- [Stated task]: From the items below, extract every line that contains the word "metal".

** START **

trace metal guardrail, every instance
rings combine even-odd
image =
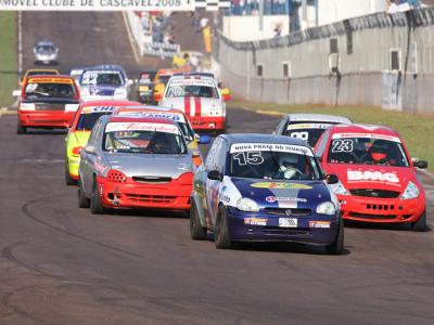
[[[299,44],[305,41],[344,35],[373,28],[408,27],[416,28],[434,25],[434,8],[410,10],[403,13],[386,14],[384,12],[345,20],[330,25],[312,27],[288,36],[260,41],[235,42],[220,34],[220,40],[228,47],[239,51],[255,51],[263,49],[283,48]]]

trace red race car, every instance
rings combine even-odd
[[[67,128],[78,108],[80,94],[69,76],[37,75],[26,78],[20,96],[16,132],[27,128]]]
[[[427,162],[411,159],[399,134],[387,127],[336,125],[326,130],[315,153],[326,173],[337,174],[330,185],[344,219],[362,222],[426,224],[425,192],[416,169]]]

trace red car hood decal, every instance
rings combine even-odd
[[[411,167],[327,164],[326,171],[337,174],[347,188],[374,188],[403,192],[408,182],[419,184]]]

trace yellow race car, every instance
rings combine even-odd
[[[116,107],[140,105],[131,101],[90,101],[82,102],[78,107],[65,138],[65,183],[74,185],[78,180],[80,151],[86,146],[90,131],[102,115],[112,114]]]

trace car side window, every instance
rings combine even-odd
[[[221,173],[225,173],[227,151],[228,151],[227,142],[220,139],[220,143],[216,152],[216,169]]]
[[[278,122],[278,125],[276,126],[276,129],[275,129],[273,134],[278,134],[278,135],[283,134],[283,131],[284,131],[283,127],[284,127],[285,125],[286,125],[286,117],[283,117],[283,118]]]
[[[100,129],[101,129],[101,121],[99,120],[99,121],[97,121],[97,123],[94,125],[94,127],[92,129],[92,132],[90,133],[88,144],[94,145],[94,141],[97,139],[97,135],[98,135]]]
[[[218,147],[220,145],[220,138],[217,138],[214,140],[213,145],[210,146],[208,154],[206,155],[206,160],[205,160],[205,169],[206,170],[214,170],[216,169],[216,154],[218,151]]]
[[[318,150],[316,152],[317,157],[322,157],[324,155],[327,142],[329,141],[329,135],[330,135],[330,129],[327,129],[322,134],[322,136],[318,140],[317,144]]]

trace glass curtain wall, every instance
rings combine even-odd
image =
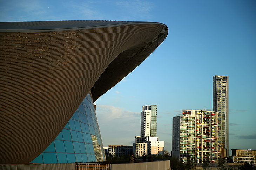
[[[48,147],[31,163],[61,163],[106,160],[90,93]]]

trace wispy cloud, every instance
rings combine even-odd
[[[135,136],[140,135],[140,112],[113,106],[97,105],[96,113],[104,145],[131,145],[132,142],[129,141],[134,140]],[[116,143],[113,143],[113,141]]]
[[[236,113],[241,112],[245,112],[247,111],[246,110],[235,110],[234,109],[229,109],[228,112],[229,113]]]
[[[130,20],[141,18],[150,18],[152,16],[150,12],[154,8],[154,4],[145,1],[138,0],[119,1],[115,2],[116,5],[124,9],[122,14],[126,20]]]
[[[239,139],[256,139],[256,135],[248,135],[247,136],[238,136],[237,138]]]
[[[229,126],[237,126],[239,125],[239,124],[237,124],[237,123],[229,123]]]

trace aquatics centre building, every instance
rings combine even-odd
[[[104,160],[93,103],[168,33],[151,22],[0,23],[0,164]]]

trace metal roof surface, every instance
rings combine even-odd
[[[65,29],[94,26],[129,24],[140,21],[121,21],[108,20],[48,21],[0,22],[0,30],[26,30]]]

** END **
** START **

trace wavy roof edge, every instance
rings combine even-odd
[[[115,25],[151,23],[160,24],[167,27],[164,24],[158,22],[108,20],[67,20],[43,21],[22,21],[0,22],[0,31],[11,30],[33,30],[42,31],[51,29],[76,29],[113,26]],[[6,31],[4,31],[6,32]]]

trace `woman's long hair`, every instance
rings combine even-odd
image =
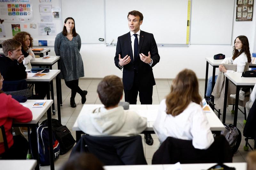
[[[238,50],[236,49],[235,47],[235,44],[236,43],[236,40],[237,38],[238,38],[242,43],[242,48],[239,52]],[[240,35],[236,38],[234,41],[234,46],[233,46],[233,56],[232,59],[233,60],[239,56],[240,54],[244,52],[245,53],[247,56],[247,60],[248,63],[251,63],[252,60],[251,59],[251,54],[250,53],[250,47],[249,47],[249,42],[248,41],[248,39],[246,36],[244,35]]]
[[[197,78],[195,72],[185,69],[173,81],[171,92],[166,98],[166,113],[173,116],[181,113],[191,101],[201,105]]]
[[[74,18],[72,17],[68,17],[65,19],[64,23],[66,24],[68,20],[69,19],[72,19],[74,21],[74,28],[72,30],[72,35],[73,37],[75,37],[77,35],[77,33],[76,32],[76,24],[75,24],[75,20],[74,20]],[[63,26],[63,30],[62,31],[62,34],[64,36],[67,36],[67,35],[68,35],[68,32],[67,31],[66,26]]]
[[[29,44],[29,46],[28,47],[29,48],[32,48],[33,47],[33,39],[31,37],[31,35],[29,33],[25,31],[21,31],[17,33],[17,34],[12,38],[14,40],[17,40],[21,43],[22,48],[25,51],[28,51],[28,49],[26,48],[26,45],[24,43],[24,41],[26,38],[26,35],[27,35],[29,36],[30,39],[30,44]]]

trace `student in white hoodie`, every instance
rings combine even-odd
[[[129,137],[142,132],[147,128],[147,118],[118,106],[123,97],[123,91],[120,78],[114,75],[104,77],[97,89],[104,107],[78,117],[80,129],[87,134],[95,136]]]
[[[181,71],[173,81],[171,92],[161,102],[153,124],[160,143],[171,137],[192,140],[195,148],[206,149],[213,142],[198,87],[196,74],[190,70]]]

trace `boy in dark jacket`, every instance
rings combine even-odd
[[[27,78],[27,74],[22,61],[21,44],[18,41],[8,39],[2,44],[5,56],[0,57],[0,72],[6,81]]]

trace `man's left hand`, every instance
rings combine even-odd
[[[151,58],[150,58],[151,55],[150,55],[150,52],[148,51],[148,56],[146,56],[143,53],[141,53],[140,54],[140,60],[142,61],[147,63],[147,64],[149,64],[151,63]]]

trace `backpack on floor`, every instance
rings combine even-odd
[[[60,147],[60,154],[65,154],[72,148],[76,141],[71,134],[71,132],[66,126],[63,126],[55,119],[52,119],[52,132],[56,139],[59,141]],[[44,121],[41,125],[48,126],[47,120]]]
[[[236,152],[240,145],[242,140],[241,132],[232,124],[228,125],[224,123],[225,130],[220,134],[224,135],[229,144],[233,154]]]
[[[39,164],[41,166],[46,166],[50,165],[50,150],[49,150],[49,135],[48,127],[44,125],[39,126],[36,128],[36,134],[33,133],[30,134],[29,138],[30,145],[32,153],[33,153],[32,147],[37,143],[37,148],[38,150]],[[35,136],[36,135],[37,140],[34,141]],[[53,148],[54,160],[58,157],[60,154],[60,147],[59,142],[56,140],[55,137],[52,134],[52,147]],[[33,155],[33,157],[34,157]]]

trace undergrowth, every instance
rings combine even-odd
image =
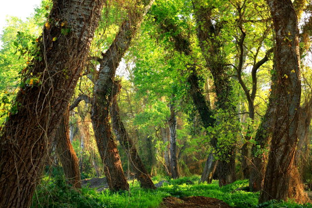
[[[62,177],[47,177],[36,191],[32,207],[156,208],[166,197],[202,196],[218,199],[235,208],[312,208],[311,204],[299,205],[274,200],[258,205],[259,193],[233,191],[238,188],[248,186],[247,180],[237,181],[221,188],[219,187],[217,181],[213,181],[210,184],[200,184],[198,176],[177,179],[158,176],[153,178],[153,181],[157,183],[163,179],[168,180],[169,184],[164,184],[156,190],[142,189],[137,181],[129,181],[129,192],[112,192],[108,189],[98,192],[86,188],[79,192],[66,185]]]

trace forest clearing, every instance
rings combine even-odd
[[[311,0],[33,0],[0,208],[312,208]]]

** END **
** START **

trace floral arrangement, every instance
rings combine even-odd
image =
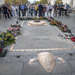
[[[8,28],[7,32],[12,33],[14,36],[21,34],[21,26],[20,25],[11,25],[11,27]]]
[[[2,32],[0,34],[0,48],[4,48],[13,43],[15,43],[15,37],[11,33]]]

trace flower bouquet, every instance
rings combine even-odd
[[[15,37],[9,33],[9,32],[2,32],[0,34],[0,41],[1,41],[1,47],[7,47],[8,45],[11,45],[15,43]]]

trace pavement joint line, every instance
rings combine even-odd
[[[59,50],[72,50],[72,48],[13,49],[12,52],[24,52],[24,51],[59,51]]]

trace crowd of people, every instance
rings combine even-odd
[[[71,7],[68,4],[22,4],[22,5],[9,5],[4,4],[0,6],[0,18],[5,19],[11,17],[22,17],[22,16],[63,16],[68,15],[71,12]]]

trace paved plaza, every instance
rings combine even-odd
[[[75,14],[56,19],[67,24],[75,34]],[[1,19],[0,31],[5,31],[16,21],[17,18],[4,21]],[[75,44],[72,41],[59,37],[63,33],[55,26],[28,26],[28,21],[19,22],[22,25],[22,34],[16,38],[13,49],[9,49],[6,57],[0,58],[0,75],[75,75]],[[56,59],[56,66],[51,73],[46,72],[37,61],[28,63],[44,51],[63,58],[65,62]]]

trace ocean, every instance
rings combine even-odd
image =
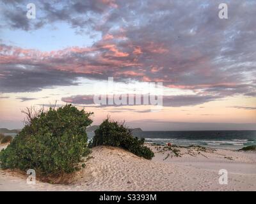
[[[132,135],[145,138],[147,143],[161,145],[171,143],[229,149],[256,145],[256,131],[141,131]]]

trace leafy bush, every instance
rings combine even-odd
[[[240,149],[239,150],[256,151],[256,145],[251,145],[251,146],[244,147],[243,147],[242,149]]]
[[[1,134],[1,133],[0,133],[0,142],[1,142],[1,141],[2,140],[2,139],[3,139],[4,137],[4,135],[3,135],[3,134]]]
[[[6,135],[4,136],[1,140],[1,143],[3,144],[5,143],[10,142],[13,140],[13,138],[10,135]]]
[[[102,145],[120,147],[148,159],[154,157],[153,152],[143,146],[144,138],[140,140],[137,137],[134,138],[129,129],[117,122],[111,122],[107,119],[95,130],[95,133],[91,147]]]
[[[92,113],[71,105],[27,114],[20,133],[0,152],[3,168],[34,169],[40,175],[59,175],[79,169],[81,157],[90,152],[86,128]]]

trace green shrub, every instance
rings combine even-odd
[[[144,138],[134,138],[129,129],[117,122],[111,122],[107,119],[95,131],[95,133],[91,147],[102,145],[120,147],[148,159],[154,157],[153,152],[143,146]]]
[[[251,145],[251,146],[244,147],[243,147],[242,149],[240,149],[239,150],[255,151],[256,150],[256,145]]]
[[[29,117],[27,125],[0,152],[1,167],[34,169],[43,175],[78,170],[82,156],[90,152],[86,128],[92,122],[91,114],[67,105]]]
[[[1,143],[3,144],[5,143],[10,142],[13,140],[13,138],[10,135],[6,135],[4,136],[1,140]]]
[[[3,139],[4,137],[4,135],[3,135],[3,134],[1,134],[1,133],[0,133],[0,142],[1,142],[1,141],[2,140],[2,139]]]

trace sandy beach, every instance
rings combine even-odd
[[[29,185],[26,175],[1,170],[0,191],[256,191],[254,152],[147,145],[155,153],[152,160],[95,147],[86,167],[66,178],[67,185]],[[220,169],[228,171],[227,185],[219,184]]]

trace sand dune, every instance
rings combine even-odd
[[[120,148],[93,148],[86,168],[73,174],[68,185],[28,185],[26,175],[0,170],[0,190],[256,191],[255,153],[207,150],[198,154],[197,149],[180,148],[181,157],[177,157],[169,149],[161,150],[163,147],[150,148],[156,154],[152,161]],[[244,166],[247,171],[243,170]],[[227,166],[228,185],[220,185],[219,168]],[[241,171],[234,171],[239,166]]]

** END **

- [Exercise solution]:
trace metal guardrail, every instance
trace metal roof surface, every instance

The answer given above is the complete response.